- [Tasks and exercises]
• 1. Please sum up the excerpt on newsroom video meetings and home life in two sentences.
• 2. Carry on the excerpt on newsroom video meetings and home life, starting after its final sentence.

═════ Selected extract

Out in the office, the new norm is meetings by “Google hangout” – those of us in the newsroom watching curiously as our colleagues ping up daily on a video screen from their kitchens or living rooms.
It’s still quite a novelty seeing our workmates in their personal environments and being journalists with a slight, shall we say “off piste” sense of humour, we never waste the opportunity for a bit of stress-relieving banter as we eye up each other’s home décor. A surf board in the home office – really Jon Hill? And we’re all very jealous of Sports Correspondent Chris Dawkes’s gorgeous back garden. Families join in too – the debrief meeting often descending into mild hysterics when a producer’s toddler climbs onto Mum or Dad’s knee and takes over the proceedings.
Meanwhile, there are dilemmas on the home front too. Worries over how my elderly mother will cope in isolation. She’s stoically ordered herself five jigsaws and dusted down her Agatha Christie books bless her, but Facetime is still a challenge – we’ve not yet seen past the top of her head!

══════════
═════ Data

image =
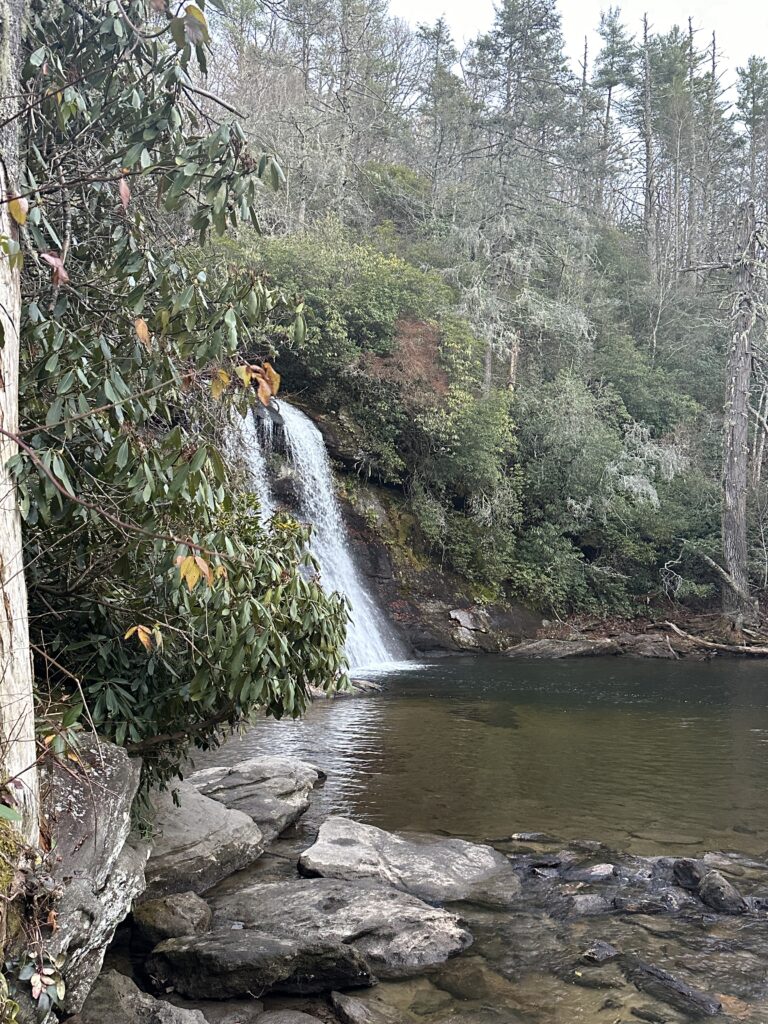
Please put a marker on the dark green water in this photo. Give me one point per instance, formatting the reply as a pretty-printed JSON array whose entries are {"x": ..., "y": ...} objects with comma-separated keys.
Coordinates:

══════════

- [Numbered answers]
• 1. Newsroom meetings now take place by Google hangout, with colleagues appearing on a video screen from their kitchens or living rooms, which sets off banter about one another's home décor and the odd takeover by a producer's toddler. At home, the writer worries about how an elderly mother will cope in isolation; she has ordered five jigsaws and dusted down her Agatha Christie books, but Facetime remains a challenge.

• 2.
Also, where should our daughter base herself during lockdown, at home or at her boyfriend's? And, not exactly a world problem I accept, but what to do with no access to a weekly salon blow dry – a must for frizzy haired TV presenters everywhere?
* Frantically googles “YouTube hair tutorials” *
Seriously though, even for a freely- admit-it-technophobe like myself, the internet has been a godsend. Huge joy when my village hall Zumba class went on-line last Monday – our teacher Kayti suddenly finding herself with clients sweating it out in Australia and Dubai!
Even better when our local restaurants did the same (went online I mean – I don’t think they will deliver to Oz.) We want to try and support all of them as much as possible.
And who knew you could have a good gossip and a glass of wine with your girlfriends via an app? (Ok, I do know Pinot isn’t compulsory!)
Even going for a walk, on my once daily outing, is different. As we swerve strangers in the street, politely observing the social distancing protocol, nearly everyone says hello and smiles conspiratorially as if to say: we’re all in this together.
And, despite everything, it does feel there is some good in all this. Anyone else get “something in their eye” last Thursday when Boris Johnson announced that 405,000 thousand people had come forward as volunteers in just 24 hours – far exceeding initial expectations? That figure is 750,000 now and counting, with thousands of retired medics and police also coming out of retirement. I had another lump in my throat on Thursday night on the late shift as hundreds of images of people across our region “clapping for our NHS carers” came into the office for our late bulletin.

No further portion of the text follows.